— What you should do —
From the SQL Server computed-column text below, return verbatim the passage between "In SQL Server" and "a certain limit.", inclusive.

— Excerpted passage —
SQL Server performance – death by computed column

Oopps! Upgrade your browser pretty please. Oopps! Upgrade your browser pretty please.

Computed columns

In SQL Server you can add tables with columns that are computed based on other columns in the same table or computed based on deterministic functions. I guess many developers would say that this kind of business logic has nothing to do in the database, and in some cases they may even be right, but….

… there are some cases that make sense to use a computed column in the database. One of the most obvious is when you need to filter the data based on the result of the computation, for example:

  • when you use json and need to filter based on values in the json document
  • when you want to calculate line total in a “order detail” table and get all discount above a certain limit.

Image segmentation entries:
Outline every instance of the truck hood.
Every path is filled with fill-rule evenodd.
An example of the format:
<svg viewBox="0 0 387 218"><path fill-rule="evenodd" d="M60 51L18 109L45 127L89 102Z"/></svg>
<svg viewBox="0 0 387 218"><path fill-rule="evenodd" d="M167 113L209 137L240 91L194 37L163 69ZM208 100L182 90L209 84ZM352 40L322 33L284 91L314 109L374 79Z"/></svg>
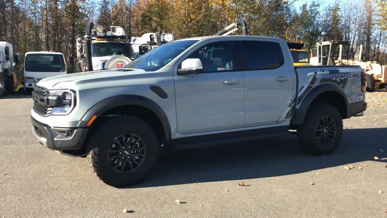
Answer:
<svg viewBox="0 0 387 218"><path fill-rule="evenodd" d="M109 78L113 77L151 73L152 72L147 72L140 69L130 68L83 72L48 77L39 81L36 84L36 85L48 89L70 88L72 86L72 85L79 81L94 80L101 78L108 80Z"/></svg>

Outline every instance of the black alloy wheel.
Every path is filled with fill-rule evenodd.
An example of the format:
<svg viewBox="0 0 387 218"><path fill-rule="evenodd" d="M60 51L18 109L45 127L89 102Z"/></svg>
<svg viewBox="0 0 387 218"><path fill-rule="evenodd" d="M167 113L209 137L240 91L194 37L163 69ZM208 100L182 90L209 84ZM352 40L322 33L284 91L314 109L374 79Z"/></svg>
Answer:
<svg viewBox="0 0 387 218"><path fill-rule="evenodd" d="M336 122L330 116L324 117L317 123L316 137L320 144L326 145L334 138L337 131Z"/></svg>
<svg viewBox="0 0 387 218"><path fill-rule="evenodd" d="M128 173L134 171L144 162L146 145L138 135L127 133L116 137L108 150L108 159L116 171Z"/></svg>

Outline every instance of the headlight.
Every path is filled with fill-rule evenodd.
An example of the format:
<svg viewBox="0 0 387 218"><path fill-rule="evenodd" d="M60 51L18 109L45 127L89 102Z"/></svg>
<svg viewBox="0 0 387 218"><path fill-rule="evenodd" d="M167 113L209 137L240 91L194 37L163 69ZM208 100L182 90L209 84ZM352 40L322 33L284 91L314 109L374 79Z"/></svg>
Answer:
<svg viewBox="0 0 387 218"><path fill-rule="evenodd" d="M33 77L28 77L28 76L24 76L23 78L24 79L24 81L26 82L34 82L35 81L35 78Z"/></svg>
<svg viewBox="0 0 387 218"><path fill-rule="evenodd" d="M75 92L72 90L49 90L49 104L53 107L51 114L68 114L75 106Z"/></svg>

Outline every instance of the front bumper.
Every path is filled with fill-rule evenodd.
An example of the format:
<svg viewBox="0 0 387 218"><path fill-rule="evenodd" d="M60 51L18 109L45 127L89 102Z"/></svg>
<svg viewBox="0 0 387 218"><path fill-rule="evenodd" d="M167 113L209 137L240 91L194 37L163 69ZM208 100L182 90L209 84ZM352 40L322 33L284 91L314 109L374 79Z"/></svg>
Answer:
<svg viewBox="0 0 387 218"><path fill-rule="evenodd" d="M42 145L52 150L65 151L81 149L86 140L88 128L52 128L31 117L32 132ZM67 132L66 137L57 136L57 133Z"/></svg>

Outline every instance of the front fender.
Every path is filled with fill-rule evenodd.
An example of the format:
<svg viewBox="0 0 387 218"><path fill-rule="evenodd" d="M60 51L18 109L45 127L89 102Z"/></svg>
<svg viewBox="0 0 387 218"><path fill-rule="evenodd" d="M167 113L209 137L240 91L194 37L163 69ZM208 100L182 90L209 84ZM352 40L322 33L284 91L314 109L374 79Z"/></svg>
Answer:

— Response —
In SQL Server you can add tables with columns that are computed based on other columns in the same table or computed based on deterministic functions. I guess many developers would say that this kind of business logic has nothing to do in the database, and in some cases they may even be right, but….

… there are some cases that make sense to use a computed column in the database. One of the most obvious is when you need to filter the data based on the result of the computation, for example:

  • when you use json and need to filter based on values in the json document
  • when you want to calculate line total in a “order detail” table and get all discount above a certain limit.